*Provided information:*
[START]

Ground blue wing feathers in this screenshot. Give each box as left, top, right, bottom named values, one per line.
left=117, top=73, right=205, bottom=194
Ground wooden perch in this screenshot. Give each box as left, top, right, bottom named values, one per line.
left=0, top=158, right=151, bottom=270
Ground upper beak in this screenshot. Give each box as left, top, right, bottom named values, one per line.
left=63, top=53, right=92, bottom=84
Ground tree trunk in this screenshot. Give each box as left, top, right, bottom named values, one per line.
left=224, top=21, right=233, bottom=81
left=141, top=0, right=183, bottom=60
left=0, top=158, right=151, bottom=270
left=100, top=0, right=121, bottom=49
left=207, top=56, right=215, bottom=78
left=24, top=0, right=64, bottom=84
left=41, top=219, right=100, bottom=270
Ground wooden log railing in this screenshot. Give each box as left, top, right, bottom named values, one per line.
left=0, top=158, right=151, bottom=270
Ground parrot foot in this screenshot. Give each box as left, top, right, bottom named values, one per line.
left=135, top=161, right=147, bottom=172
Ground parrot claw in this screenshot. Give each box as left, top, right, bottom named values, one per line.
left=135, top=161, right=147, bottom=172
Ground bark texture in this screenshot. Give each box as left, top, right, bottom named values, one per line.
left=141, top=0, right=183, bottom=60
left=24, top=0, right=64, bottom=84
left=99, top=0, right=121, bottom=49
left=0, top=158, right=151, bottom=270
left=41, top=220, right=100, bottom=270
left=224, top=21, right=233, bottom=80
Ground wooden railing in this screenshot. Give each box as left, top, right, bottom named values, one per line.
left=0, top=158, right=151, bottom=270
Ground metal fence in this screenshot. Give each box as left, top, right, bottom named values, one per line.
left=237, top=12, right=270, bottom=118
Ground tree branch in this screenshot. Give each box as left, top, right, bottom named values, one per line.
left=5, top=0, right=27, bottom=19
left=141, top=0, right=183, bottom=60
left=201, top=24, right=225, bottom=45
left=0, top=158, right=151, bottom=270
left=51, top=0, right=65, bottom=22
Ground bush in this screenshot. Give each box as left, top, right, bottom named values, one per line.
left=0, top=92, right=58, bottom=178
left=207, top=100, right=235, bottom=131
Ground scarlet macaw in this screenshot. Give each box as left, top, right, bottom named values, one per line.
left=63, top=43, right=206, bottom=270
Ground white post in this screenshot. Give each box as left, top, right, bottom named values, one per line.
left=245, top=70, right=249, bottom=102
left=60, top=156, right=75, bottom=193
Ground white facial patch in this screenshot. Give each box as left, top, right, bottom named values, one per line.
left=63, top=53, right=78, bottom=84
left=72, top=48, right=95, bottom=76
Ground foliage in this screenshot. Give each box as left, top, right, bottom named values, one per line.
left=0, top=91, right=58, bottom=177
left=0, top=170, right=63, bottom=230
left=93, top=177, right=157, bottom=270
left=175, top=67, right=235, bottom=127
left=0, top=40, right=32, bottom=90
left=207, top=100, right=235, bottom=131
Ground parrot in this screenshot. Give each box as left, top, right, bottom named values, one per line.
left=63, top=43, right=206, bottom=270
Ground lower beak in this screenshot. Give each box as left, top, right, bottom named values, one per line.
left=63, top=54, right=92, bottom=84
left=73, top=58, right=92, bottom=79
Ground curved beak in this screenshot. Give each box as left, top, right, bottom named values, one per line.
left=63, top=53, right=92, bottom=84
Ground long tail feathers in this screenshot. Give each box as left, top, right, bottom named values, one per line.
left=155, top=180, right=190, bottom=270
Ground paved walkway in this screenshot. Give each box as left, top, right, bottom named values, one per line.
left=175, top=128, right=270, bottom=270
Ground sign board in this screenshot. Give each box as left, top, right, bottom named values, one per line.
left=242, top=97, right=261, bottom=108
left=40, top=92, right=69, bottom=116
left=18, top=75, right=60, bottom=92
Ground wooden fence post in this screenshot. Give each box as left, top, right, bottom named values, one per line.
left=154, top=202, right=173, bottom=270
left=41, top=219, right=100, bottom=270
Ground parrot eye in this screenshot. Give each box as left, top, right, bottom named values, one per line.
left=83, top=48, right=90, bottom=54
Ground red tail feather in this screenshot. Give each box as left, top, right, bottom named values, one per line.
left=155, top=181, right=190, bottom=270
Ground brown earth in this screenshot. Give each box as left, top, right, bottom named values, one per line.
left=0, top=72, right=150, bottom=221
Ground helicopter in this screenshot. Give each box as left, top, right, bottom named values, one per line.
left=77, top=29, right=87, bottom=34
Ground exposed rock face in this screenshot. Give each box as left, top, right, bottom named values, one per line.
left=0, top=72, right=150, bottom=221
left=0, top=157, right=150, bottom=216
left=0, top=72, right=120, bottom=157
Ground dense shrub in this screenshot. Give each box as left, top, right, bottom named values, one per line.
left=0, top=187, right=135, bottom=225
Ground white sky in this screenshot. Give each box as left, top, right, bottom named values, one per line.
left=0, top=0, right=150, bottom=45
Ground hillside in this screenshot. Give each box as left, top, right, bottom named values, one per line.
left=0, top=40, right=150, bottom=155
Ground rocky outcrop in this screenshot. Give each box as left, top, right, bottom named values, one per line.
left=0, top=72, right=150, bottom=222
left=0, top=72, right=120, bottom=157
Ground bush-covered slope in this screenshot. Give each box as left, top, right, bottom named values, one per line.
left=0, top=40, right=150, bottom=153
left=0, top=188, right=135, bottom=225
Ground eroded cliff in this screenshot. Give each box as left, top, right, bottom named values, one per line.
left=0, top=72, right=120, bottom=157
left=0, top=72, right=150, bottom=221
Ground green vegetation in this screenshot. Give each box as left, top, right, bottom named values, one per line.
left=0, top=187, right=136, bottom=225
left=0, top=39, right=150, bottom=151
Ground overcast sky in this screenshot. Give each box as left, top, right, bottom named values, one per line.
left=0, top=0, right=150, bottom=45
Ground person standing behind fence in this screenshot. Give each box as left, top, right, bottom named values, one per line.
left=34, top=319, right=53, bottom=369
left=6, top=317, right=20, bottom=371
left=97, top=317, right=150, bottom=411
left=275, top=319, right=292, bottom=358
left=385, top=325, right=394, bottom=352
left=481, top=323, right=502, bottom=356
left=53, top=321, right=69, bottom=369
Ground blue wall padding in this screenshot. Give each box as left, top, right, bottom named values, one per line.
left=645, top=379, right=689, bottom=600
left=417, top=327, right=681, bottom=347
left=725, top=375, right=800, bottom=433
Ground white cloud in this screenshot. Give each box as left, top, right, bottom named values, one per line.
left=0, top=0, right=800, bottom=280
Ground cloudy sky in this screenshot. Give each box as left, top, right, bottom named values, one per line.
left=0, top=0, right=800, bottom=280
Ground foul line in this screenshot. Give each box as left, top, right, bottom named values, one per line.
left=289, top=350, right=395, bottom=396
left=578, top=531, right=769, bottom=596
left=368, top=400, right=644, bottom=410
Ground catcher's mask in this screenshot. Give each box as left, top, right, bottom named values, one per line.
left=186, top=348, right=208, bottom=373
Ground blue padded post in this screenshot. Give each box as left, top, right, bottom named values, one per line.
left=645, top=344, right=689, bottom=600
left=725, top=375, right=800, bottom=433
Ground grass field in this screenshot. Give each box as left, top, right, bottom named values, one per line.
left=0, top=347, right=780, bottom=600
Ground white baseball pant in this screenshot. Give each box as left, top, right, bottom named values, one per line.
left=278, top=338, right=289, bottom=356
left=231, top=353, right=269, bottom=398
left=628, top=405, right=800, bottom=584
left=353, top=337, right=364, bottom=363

[END]

*Instructions to follow:*
Please give the stretch of the records from the line containing "Ground paved walkway" through the line containing "left=155, top=181, right=190, bottom=270" as a JSON list of strings, with one string per line and blank lines left out.

*Result:*
[
  "Ground paved walkway in this screenshot. Give each box as left, top, right, bottom named values, one per line.",
  "left=175, top=128, right=270, bottom=270",
  "Ground sign board in this screenshot. Give each box as left, top, right, bottom named values, one per line.",
  "left=242, top=97, right=261, bottom=108",
  "left=40, top=92, right=69, bottom=116",
  "left=18, top=75, right=60, bottom=92",
  "Ground wooden fence post in this screenshot. Give each box as left, top, right, bottom named values, one per line.",
  "left=154, top=202, right=173, bottom=270",
  "left=41, top=219, right=100, bottom=270",
  "Ground parrot eye in this screenshot. Give each box as left, top, right, bottom named values, one per line.",
  "left=83, top=48, right=90, bottom=54",
  "Ground red tail feather in this screenshot. Give each box as left, top, right, bottom named values, one per line.",
  "left=155, top=181, right=190, bottom=270"
]